▶ **TASK 1**:
According to the bottomfish passage, when and where will the council meet to recommend annual catch limits?
▶ **TASK 2**:
Decide whether each statement agrees with the bottomfish passage, and support each yes or no with the deciding words quoted from it. (a) Federal regulations allow up to a 50 percent level of overfishing. (b) Guam has experienced overfishing in several different years. (c) The current ACL for the CNMI is 228,000 lbs.
▶ **TASK 3**:
Carry on the bottomfish passage from its final sentence.

After considering a variety of alternatives, the scientists set the ABCs to a level that corresponds to a 37-percent probability of overfishing in 2017 for American Samoa and 36 percent in 2017 for Guam and the CNMI. Federal regulations allow up to a 50 percent level of overfishing. None of the bottomfish stocks in the U.S. Pacific Island territories are currently overfished or experiencing overfishing. Historically, only Guam has experienced overfishing and only in the year 2000. Based on these risk levels, the 2016 and 2017 bottomfish ABCs are 106,000 lbs annually for American Samoa; 66,000 lbs for Guam; and 228,000 lbs for the CNMI.

The council will utilize these ABCs to recommend annual catch limits, or ACLs, when it meets Oct. 21 and 22 in American Samoa. The council could set the ACLs at the ABC levels, which it has done in the past, or recommend ACLs lower than the ABCs based on social, economic, ecological or management uncertainties. The current ACLs (fishing year 2015) are 101,000 lbs for American Samoa; 66,800 lbs for Guam; and 228,000 lbs for the CNMI.

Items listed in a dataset

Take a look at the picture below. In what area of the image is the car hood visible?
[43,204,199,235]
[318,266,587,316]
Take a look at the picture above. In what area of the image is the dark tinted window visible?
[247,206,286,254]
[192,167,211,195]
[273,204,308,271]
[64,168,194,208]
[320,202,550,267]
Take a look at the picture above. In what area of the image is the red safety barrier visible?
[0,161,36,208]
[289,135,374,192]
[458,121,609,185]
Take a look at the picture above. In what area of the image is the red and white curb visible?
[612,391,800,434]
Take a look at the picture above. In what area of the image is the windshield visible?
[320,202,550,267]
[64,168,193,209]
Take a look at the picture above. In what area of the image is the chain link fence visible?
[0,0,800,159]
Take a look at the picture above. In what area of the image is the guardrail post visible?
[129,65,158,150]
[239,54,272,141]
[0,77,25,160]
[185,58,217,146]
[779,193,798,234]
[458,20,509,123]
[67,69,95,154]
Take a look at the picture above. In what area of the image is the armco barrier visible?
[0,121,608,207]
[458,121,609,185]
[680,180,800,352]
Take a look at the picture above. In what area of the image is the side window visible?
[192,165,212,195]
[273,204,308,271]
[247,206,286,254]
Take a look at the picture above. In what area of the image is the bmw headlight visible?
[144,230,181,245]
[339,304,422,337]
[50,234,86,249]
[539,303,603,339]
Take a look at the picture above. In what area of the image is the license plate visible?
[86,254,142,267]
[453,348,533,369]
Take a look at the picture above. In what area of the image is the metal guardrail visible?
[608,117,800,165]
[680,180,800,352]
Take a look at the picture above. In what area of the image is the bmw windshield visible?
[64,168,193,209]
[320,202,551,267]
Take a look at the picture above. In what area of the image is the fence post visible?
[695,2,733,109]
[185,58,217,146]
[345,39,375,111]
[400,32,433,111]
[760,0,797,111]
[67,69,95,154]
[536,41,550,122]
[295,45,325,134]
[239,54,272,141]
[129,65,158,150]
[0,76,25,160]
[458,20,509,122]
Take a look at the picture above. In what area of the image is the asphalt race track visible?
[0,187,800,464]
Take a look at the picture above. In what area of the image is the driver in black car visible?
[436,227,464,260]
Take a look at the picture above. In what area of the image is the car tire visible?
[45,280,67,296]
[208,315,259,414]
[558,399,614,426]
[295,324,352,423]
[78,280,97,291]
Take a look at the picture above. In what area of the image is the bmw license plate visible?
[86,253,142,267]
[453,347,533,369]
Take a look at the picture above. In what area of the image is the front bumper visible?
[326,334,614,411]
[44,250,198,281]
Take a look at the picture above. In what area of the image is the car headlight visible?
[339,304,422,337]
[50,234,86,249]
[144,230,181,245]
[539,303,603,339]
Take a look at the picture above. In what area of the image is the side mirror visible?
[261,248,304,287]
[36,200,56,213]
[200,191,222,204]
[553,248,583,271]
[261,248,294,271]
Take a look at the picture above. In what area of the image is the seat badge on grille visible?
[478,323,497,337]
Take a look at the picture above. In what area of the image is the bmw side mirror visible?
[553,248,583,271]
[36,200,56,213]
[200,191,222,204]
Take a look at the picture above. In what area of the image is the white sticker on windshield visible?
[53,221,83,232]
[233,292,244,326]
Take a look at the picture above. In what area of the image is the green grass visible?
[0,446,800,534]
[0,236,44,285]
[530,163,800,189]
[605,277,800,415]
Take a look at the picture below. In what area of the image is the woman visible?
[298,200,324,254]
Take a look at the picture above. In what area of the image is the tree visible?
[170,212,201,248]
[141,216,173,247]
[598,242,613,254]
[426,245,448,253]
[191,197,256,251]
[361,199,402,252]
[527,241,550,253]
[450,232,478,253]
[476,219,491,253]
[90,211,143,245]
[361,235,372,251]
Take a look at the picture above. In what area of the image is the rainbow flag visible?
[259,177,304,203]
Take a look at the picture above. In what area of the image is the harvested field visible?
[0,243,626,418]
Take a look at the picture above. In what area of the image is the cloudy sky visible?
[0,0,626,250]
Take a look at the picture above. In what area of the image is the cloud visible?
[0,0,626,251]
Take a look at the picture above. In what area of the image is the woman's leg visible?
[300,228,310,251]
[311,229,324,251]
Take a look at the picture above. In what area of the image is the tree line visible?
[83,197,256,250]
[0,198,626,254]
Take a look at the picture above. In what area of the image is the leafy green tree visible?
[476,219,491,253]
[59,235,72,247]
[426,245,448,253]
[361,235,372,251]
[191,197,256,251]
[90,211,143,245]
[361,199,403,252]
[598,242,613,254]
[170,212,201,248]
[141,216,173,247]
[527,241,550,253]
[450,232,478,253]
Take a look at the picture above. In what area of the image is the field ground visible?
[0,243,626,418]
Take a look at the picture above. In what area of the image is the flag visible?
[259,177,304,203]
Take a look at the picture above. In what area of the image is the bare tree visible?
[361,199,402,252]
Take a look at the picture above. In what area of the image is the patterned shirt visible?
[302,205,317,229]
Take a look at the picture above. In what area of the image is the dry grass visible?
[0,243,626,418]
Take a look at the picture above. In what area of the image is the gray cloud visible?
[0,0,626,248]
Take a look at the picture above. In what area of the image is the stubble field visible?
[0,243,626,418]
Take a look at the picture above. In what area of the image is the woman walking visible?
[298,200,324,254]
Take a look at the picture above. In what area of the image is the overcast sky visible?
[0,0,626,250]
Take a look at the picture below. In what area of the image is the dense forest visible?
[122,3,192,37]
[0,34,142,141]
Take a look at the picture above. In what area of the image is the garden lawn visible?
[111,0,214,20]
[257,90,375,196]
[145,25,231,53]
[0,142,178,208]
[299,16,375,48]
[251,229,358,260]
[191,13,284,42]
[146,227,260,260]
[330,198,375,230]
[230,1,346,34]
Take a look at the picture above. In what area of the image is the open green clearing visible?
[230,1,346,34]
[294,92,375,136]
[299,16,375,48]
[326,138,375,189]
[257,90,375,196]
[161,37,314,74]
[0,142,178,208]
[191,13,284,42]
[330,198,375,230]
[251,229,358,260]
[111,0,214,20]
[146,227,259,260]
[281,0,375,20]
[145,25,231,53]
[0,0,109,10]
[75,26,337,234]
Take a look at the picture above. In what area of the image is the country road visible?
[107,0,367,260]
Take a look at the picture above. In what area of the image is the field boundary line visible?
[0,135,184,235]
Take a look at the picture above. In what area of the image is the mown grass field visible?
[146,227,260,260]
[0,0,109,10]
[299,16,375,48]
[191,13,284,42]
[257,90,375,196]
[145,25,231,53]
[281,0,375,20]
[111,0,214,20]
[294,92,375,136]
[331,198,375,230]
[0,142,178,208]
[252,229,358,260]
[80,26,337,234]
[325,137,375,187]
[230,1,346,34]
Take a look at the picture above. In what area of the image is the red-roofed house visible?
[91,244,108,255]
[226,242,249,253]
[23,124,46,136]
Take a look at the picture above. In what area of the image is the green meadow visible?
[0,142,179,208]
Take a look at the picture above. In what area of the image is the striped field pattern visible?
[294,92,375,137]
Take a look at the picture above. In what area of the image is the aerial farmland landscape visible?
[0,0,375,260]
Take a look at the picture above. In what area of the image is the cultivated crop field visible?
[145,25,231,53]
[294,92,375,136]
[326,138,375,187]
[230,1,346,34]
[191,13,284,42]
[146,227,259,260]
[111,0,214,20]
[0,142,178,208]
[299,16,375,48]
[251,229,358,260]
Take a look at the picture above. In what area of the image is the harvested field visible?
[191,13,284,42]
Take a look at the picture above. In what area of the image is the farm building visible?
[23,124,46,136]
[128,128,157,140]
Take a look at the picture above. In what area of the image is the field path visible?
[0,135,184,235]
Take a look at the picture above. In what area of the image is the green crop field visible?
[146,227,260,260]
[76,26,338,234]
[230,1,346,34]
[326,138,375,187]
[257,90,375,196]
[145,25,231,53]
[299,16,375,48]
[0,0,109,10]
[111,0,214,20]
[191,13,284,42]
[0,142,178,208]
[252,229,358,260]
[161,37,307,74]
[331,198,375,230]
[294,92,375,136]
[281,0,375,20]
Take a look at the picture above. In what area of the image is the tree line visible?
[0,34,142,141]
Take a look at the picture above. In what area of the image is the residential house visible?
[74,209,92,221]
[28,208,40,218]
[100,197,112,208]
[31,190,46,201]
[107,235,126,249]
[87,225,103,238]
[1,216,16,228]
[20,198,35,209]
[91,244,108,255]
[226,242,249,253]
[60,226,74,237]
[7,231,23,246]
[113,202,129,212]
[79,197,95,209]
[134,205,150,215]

▶ **TASK ANSWER 1**:
Oct. 21 and 22 in American Samoa.

▶ **TASK ANSWER 2**:
(a) Yes: "Federal regulations allow up to a 50 percent level of overfishing."
(b) No: "Historically, only Guam has experienced overfishing and only in the year 2000."
(c) Yes: "The current ACLs (fishing year 2015) are 101,000 lbs for American Samoa; 66,800 lbs for Guam; and 228,000 lbs for the CNMI."

▶ **TASK ANSWER 3**:
In addition to the bottomfish ABCs, the SSC during its meeting this week considered options to address continued Pacific-wide overfishing of bigeye tuna. Reports from the scientists will be forwarded to the council for its review. They include potential spatial management options, such as applying quotas only to the equatorial region, which is where bigeye tuna catches are highest; establishing separate quotas for each region in the Western and Central Pacific Ocean based on the stock assessment for that region; and closing the high seas to longline fishing in the area near the Line Islands that is suspected to be a bigeye tuna spawning area. The SSC also reiterated its recommendation that the Western and Central Pacific Fisheries Commission, the international organization that develops the Pacific bigeye tuna quotas, require registration of fish aggregation devices as fishing gear.

Action items on the council’s agenda include specifying the 2016 catch limits for longline bigeye tuna for the U.S. Pacific territories and reviewing non-regulatory modifications to the Fishery Ecosystem Plans for the Western Pacific Region. For more on the council meeting, go to www.wpcouncil.org, email info@wpcouncil.org or phone (808) 522-8220.

The council was established by Congress under the Magnuson-Stevens Fishery Conservation and Management Act in 1976 to manage domestic fisheries operating seaward of state waters around Hawaii, American Samoa, Guam, the CNMI, and the US Pacific Island Remote Island Areas. Recommendations by the council are transmitted to the Secretary of Commerce for final approval.

The Western Pacific Regional Fishery Management Council is composed of appointees by the Secretary of Commerce from nominees selected by American Samoa, CNMI, Guam and Hawaii governors. The CNMI representative is John Gourley, Micronesian Environmental Services. (Wespac)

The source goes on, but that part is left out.